RECORDED INFORMATION:
— begin —

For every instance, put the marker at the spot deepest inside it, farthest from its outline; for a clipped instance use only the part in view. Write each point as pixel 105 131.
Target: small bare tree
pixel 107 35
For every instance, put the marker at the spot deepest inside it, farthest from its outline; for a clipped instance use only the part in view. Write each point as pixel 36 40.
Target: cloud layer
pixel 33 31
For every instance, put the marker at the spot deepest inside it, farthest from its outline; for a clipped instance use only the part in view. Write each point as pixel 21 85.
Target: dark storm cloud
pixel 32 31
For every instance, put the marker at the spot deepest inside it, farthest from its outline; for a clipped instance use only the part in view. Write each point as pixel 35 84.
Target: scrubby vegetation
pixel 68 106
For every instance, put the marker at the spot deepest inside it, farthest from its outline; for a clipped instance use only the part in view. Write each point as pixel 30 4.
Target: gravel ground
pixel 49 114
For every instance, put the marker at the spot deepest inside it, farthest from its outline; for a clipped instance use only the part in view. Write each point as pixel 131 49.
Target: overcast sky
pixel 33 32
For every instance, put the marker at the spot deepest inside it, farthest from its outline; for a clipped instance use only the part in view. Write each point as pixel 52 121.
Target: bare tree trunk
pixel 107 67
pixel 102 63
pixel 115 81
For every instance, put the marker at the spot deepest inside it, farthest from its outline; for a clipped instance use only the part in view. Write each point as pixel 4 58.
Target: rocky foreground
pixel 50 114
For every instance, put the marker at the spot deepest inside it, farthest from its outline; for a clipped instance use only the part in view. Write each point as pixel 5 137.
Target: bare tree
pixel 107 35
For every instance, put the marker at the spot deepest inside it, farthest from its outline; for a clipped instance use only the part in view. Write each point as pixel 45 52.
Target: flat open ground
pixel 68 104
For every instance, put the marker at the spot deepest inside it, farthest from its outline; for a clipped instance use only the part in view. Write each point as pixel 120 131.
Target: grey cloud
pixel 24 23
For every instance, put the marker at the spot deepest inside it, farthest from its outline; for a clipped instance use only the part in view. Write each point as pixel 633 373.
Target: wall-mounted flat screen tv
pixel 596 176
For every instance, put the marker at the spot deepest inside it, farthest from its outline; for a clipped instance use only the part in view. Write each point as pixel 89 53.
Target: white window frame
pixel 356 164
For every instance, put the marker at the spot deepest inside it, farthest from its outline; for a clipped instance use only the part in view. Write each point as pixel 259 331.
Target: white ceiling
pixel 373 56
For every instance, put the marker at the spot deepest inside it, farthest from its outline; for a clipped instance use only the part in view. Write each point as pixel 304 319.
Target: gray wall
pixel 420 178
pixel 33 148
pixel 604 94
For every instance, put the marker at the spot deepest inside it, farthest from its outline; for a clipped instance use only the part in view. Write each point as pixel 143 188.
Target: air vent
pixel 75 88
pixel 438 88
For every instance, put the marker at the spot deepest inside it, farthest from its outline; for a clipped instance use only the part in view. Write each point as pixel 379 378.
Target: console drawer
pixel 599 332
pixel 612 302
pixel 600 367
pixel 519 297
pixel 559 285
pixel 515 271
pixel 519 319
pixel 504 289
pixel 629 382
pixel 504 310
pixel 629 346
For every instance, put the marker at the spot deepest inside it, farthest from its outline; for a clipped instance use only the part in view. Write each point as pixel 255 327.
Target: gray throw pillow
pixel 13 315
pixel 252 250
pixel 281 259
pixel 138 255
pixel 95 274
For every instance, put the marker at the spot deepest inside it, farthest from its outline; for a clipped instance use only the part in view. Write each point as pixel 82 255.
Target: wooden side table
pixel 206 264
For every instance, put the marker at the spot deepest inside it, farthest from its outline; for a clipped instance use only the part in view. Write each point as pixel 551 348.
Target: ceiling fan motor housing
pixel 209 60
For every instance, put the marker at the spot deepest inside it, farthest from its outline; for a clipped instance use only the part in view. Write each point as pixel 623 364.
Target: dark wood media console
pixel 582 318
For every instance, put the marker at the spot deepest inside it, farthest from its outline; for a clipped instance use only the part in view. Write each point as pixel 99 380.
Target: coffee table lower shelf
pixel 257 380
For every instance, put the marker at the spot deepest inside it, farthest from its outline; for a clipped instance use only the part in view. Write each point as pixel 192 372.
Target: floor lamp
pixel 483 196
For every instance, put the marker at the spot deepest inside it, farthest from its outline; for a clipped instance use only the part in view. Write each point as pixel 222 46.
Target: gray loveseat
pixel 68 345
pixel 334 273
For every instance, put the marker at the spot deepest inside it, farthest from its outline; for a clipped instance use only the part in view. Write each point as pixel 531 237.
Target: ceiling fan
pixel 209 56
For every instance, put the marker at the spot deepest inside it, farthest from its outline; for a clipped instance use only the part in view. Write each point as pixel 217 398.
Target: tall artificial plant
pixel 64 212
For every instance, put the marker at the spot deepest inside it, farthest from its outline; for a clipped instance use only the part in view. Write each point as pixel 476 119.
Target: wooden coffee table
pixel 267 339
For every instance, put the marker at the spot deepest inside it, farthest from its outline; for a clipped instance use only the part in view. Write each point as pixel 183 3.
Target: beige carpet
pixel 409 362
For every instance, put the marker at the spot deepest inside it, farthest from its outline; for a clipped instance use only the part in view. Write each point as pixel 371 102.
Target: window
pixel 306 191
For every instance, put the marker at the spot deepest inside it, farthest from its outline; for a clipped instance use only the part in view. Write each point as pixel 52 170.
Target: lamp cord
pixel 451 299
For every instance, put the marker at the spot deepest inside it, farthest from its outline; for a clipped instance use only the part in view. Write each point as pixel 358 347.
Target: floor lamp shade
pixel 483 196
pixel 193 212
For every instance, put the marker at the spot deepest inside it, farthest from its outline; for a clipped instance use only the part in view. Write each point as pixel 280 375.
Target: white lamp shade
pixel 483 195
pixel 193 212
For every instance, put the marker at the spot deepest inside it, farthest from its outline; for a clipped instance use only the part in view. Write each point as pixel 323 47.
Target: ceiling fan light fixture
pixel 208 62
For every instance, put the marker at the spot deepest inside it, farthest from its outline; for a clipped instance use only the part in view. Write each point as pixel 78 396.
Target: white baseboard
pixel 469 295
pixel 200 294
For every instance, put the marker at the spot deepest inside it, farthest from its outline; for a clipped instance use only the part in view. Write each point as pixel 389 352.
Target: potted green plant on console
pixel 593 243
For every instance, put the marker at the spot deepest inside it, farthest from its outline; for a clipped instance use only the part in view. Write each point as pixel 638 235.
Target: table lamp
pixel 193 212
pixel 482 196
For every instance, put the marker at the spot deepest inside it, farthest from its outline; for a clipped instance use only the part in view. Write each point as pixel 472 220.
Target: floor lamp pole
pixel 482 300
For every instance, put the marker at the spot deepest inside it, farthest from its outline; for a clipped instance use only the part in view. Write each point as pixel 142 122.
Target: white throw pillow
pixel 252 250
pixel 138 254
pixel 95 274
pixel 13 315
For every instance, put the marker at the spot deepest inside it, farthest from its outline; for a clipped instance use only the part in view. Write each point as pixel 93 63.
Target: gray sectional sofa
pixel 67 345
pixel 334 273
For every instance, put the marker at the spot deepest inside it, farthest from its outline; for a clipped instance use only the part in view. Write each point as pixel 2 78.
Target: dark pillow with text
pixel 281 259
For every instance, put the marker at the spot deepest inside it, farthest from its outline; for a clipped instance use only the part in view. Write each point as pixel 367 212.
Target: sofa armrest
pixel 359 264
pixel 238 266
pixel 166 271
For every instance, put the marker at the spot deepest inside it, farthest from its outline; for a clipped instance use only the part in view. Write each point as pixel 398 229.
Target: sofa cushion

— end —

TASK TO COMPLETE: Copy out all the items above again, putting "dot" in place of each "marker" and keeping everything else the same.

SOLUTION:
For every instance, put the dot at the spot deepest inside it, farthest from its outline; for a clipped instance use only the part in view. Write each point as pixel 105 131.
Target: small bare tree
pixel 107 35
For every instance, put the dot at the spot deepest inside it, farthest from its outline; for a clipped instance use only the part in view. Write each point as pixel 36 40.
Target: cloud layer
pixel 33 31
For every instance, put the dot at the spot deepest inside it, farthest from its outline; for a clipped instance use only the part in view. Write each point as pixel 21 85.
Target: dark storm cloud
pixel 32 31
For every instance, put the dot at the spot deepest inside it, farthest from its outline; for a clipped instance use only the part in view. Write each point as pixel 35 84.
Target: scrubby vegetation
pixel 68 106
For every instance, put the dot at the spot deepest inside it, farthest from its outline; for a clipped instance use only the part in view. Write each point as pixel 30 4.
Target: gravel ground
pixel 49 114
For every instance, put the dot at the spot deepest inside it, farthest from its outline; for a clipped instance use only the part in view. Write each point as pixel 131 49.
Target: overcast sky
pixel 33 32
For every instance, put the dot at the spot deepest inside it, farthest from its outline; for a clipped instance use only the part in view. Write each point as pixel 52 121.
Target: bare tree trunk
pixel 107 67
pixel 102 63
pixel 115 81
For every instance, put the dot at the spot deepest inside it, farthest from its outline; for a clipped instance use only the part in view. Write each point as pixel 4 58.
Target: rocky foreground
pixel 50 114
For every instance, put the dot at the spot deepest inside it, farthest from its outline; for a clipped instance use only the part in view. Write each point as pixel 5 137.
Target: bare tree
pixel 107 35
For every instance, put the dot at the spot deepest inside it, farthest from its outline; for a clipped instance use only the part in view. Write each point as pixel 45 52.
Target: flat open ground
pixel 68 104
For every instance, put the dot at the spot deepest inside it, farthest from its outline; for a clipped instance use only the part in view. Write each point as pixel 120 131.
Target: grey cloud
pixel 24 23
For every instance, put the dot at the spot deepest inside it, farthest from its outline; for a clipped instance use only the part in view. Write each point as pixel 633 373.
Target: wall-mounted flat screen tv
pixel 596 176
For every instance, put the dot at the spot deepest inside it, farthest from its outline; for a clipped instance use only the part in view. Write each point as pixel 89 53.
Target: white window frame
pixel 356 164
For every instance, put the dot at the spot deepest inside it, farthest from its outline; for a clipped instance use only the part in view. Write each point as pixel 259 331.
Target: white ceiling
pixel 373 56
For every instance, put the dot at the spot deepest inside it, farthest from its outline; for a clipped instance use only the part in view. Write each point as pixel 304 319.
Target: gray wall
pixel 420 178
pixel 33 148
pixel 604 94
For every instance, put the dot at the spot deepest inside it, farthest from its outline; for a clipped instance use only the part in view. Write each point as pixel 143 188.
Target: air vent
pixel 75 88
pixel 438 88
For every instance, put the dot at the spot deepest inside it, farthest from its outline; for a clipped instance use only the part in view. Write each point as pixel 379 378.
Target: console drawer
pixel 599 332
pixel 612 302
pixel 600 367
pixel 519 297
pixel 559 285
pixel 515 271
pixel 519 319
pixel 504 289
pixel 629 382
pixel 504 310
pixel 629 346
For every instance, put the dot at the spot deepest inside it, farthest from its outline; for a clipped instance use only the part in view. Write each point as pixel 255 327.
Target: gray throw pillow
pixel 13 315
pixel 252 250
pixel 281 259
pixel 138 255
pixel 95 274
For every instance, put the dot at the spot deepest inside it, farthest from its outline; for a clipped instance use only the part in view. Write each point as pixel 82 255.
Target: wooden side table
pixel 206 264
For every instance, put the dot at the spot deepest inside it, farthest from its outline; for a clipped instance use only the part in view. Write each point as pixel 551 348.
Target: ceiling fan motor housing
pixel 209 60
For every instance, put the dot at the spot deepest inside it, farthest from its outline; for a clipped instance use only the part in view. Write each point as pixel 623 364.
Target: dark wood media console
pixel 582 318
For every instance, put the dot at the spot deepest inside it, farthest from its outline; for a clipped instance use only the part in view. Write each point as pixel 99 380.
Target: coffee table lower shelf
pixel 257 380
For every instance, put the dot at the spot deepest inside it, farthest from its outline; for a clipped instance use only the part in view. Write each point as pixel 192 372.
Target: floor lamp
pixel 483 196
For every instance, put the dot at the spot deepest inside it, farthest from its outline; for a clipped instance use only the part in view. Write each point as pixel 222 46.
Target: gray loveseat
pixel 68 345
pixel 334 273
For every instance, put the dot at the spot deepest inside it, farthest from its outline; for a clipped instance use only the part in view. Write each point as pixel 531 237.
Target: ceiling fan
pixel 209 56
For every instance, put the dot at the spot deepest inside it, farthest from its outline; for a clipped instance use only the part in view. Write each point as pixel 217 398.
Target: tall artificial plant
pixel 64 212
For every instance, put the dot at the spot deepest inside it, farthest from its outline; for a clipped instance use only the part in view. Write each point as pixel 476 119.
Target: wooden coffee table
pixel 267 339
For every instance, put the dot at the spot deepest inside it, farthest from its outline; for a clipped instance use only the part in view. Write each point as pixel 183 3.
Target: beige carpet
pixel 409 362
For every instance, put the dot at the spot deepest inside it, farthest from its outline; for a clipped instance use only the part in view. Write each point as pixel 371 102.
Target: window
pixel 306 191
For every instance, put the dot at the spot deepest inside it, farthest from its outline; for a clipped instance use only the part in view. Write each point as pixel 52 170.
Target: lamp cord
pixel 451 299
For every instance, put the dot at the spot deepest inside it, farthest from its outline; for a clipped instance use only the part in view. Write each point as pixel 358 347.
Target: floor lamp shade
pixel 483 196
pixel 193 212
For every instance, put the dot at the spot deepest inside it, farthest from its outline; for a clipped instance use only the part in view. Write each point as pixel 280 375.
Target: white lamp shade
pixel 483 195
pixel 193 212
For every instance, put the dot at the spot deepest inside it, farthest from its outline; for a clipped instance use only the part in view. Write each point as pixel 323 47.
Target: ceiling fan light fixture
pixel 208 62
For every instance, put the dot at the spot deepest inside it, farthest from its outline; for a clipped instance use only the part in view. Write each point as pixel 78 396.
Target: white baseboard
pixel 469 295
pixel 200 294
For every instance, put the dot at the spot deepest inside it, farthest from its outline; for a clipped instance use only the part in view. Write each point as pixel 389 352.
Target: potted green plant on console
pixel 593 243
For every instance, put the dot at the spot deepest inside it, farthest from its outline; for a clipped instance use only the part in view. Write each point as pixel 638 235.
Target: table lamp
pixel 193 212
pixel 482 196
For every instance, put the dot at the spot deepest inside it, farthest from its outline; for a clipped instance use only the part in view. Write each point as pixel 472 220.
Target: floor lamp pole
pixel 482 300
For every instance, put the dot at the spot deepest inside it, farthest from its outline; for a clipped instance use only the part in view. Write each point as pixel 142 122.
Target: white throw pillow
pixel 252 250
pixel 138 254
pixel 95 274
pixel 13 315
For every instance, put the dot at the spot deepest inside it, farthest from its outline; for a clipped instance use only the part in view. Write each point as pixel 93 63.
Target: gray sectional sofa
pixel 67 345
pixel 334 273
For every instance, put the dot at the spot deepest inside it, farthest from its outline; for a clipped instance use only the part in view. Write each point as pixel 2 78.
Target: dark pillow with text
pixel 281 259
For every instance, put the dot at the spot deepest inside it, farthest from its outline; for a clipped instance use only the part in view. Write each point as pixel 367 212.
Target: sofa armrest
pixel 359 264
pixel 238 266
pixel 166 271
For every instance, put the dot at the spot deepest inside it, farthest from its outline; for a clipped instance use only the part in view. Write each point as pixel 398 229.
Target: sofa cushion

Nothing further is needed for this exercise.